Prompt -
Copy out, exactly as given, every line from the line with "object: bush" to the end of the listing, both of those lines included.

Records provided -
--*--

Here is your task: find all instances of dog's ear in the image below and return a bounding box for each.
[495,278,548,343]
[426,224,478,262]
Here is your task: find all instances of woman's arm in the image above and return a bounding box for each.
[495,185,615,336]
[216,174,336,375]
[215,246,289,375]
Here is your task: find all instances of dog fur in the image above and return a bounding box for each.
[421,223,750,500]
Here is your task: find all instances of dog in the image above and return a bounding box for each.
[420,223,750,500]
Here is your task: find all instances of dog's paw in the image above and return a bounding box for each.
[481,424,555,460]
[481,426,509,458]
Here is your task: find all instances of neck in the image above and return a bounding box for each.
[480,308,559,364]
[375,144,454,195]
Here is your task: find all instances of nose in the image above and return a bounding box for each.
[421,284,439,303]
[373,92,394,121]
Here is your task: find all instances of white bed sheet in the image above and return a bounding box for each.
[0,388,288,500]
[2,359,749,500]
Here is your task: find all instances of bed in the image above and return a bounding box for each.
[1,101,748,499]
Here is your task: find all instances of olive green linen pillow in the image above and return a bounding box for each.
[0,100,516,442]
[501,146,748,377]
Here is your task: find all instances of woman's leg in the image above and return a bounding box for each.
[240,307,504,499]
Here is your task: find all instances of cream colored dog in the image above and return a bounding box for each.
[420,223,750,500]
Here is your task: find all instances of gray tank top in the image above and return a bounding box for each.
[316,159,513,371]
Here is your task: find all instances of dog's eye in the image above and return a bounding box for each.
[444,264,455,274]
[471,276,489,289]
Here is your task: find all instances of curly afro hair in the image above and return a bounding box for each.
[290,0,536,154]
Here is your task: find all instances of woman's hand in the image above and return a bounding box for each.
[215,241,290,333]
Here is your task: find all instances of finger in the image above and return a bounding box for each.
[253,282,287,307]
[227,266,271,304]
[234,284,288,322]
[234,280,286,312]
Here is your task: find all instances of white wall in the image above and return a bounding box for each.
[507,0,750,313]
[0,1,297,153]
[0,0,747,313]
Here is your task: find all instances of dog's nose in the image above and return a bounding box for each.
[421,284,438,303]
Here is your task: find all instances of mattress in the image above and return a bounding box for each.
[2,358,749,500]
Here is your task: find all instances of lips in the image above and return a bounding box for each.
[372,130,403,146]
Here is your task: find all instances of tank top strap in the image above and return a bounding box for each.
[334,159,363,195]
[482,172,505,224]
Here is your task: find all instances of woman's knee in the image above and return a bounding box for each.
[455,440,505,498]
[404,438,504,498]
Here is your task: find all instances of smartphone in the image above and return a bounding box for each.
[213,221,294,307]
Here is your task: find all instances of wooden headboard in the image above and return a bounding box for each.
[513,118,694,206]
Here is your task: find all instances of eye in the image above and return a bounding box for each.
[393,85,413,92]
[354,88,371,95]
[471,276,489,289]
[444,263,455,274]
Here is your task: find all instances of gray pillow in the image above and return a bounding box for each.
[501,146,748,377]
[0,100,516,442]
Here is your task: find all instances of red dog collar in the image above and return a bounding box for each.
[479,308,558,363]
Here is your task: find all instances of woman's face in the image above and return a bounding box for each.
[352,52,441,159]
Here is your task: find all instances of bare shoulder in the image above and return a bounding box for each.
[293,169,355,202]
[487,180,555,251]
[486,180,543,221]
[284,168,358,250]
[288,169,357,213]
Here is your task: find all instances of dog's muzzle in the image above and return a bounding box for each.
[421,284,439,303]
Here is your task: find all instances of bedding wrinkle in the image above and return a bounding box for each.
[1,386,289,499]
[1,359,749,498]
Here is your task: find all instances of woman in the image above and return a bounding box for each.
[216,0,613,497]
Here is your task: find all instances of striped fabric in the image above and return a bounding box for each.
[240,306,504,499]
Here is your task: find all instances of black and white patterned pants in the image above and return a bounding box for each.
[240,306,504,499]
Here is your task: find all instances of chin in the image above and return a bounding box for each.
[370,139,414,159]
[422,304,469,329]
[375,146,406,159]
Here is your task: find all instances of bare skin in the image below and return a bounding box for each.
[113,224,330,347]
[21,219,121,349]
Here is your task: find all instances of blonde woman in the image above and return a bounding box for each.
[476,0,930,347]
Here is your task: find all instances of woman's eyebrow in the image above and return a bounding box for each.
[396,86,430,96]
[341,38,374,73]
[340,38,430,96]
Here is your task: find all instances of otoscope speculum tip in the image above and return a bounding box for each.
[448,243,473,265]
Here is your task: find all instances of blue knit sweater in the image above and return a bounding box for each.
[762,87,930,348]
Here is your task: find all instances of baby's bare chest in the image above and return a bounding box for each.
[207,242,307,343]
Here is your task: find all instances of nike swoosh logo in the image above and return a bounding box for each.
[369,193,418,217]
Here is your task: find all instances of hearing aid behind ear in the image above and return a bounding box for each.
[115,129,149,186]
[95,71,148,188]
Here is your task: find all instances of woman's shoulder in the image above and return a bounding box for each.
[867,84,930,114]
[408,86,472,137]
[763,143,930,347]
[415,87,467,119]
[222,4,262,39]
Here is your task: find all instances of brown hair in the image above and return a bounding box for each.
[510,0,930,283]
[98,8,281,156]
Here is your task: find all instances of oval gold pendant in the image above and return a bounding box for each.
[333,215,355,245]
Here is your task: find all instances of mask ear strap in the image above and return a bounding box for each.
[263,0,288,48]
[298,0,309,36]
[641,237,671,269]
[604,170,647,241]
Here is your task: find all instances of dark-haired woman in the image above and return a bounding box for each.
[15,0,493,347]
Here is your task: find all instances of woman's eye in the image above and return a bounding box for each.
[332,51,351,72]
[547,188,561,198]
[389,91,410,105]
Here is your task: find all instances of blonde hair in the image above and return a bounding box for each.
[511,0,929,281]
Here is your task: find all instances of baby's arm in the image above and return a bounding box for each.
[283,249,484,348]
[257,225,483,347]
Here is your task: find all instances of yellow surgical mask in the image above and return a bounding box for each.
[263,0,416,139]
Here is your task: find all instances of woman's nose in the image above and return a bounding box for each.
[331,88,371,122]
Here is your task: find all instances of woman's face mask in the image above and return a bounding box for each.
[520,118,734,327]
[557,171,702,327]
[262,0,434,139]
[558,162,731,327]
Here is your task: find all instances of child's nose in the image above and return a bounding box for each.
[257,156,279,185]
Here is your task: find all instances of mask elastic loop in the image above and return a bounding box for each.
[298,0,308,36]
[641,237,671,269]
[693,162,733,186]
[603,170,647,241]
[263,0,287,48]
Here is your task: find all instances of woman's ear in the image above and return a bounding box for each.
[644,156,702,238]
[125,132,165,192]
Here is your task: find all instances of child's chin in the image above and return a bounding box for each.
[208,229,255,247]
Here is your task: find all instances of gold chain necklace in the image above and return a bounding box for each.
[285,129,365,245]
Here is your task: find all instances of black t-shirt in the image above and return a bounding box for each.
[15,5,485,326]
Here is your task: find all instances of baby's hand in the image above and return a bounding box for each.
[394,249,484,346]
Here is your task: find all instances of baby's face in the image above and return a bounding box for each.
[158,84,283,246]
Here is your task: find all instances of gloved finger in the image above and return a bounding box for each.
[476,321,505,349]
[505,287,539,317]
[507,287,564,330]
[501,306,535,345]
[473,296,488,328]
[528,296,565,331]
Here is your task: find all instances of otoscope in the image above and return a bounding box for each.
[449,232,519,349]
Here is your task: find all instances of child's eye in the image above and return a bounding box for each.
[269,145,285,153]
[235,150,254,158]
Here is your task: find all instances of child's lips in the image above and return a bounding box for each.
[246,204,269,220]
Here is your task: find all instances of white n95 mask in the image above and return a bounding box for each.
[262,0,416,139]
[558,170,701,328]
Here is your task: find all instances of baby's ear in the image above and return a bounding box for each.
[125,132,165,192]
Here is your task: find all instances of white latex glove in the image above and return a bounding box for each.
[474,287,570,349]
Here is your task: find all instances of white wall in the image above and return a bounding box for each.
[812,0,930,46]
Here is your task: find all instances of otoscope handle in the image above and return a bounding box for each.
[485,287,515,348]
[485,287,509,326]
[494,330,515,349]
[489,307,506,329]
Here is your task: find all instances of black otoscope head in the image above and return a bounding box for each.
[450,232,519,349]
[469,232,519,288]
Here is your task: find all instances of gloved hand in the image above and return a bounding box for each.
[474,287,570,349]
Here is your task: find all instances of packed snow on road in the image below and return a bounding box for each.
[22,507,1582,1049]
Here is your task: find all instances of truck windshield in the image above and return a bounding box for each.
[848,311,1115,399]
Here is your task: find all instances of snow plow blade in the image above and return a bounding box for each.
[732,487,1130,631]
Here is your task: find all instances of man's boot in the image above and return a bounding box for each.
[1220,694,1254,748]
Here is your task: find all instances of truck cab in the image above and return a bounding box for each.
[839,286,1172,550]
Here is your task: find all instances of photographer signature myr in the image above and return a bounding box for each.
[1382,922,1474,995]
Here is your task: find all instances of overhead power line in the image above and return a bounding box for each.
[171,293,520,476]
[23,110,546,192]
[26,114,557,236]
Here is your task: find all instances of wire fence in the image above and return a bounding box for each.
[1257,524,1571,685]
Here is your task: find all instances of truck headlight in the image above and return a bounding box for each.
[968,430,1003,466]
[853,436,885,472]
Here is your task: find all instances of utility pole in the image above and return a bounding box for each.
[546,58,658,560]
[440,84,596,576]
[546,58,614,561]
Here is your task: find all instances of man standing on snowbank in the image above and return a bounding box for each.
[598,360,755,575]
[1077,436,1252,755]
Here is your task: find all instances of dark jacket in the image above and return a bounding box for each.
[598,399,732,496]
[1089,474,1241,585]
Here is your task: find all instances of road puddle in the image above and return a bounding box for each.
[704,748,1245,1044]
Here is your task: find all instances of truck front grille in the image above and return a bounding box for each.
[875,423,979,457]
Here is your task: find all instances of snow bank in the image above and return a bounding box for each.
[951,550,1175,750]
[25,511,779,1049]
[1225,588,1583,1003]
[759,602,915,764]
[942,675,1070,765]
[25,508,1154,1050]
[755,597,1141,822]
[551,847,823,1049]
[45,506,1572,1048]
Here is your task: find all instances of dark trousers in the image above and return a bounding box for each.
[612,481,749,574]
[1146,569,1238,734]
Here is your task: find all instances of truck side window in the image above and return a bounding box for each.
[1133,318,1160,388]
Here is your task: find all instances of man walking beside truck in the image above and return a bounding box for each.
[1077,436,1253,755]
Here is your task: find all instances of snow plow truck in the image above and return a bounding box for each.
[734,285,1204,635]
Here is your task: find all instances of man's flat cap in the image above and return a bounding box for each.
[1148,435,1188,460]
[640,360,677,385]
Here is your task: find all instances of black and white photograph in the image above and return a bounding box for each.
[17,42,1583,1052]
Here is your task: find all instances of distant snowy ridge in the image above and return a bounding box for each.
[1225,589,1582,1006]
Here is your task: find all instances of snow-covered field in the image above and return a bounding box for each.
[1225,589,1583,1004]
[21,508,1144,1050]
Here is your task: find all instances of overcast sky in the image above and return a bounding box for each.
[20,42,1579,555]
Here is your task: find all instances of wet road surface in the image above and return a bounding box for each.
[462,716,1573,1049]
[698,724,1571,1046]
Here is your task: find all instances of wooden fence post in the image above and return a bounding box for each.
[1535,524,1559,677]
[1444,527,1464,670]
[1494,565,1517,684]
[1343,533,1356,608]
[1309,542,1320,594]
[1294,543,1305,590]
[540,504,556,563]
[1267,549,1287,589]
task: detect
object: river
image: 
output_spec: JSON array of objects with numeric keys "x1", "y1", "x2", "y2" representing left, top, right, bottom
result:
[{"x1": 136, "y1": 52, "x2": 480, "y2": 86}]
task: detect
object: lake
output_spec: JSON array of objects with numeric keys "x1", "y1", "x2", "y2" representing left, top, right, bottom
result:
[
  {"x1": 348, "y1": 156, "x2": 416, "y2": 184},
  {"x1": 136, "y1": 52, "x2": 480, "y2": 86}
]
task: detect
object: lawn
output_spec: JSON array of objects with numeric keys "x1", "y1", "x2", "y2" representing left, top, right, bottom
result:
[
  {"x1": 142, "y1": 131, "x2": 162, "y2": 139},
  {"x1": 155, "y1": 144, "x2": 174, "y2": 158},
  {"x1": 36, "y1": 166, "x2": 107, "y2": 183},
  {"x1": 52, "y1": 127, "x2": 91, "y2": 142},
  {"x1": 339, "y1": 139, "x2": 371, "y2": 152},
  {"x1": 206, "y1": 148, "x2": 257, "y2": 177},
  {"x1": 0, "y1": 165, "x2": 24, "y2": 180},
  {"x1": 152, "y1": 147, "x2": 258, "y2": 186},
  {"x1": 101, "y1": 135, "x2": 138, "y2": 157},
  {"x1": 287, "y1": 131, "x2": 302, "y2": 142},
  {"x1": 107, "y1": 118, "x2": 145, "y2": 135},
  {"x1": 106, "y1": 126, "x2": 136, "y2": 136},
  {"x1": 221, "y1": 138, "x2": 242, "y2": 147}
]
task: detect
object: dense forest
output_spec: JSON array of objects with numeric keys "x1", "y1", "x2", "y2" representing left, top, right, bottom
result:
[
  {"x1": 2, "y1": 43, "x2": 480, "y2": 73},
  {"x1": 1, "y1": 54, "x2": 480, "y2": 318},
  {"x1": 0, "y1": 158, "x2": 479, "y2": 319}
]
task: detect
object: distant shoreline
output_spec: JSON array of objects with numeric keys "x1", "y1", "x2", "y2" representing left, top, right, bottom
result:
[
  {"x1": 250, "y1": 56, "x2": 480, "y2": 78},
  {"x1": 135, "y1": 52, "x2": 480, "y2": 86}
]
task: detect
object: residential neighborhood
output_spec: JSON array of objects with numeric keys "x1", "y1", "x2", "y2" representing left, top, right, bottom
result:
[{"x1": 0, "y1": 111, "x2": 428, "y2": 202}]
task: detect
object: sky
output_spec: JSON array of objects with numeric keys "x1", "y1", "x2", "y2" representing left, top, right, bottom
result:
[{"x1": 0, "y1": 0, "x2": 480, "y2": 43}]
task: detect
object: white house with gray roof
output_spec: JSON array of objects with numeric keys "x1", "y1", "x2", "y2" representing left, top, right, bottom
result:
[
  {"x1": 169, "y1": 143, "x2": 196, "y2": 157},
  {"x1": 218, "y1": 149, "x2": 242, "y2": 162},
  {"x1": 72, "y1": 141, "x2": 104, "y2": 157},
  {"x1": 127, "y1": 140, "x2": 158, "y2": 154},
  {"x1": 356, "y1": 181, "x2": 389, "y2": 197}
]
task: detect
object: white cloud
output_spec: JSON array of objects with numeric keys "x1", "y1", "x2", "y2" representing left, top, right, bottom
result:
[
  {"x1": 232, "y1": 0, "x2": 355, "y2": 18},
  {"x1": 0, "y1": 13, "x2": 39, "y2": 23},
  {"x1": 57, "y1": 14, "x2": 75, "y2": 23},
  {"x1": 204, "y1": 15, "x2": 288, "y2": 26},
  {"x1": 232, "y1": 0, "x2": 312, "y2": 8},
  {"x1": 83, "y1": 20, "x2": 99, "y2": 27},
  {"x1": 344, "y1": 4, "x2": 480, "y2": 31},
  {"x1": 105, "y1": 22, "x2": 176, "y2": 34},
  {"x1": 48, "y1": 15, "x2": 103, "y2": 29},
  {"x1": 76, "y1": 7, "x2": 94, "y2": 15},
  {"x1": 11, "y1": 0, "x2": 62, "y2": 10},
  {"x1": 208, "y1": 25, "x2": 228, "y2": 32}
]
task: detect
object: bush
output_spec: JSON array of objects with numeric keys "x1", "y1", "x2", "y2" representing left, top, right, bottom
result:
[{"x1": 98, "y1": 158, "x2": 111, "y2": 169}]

--*--

Result for this exercise -
object: bush
output_spec: JSON array of objects with numeric keys "x1", "y1", "x2", "y2" representing left, top, right, bottom
result:
[{"x1": 98, "y1": 158, "x2": 111, "y2": 169}]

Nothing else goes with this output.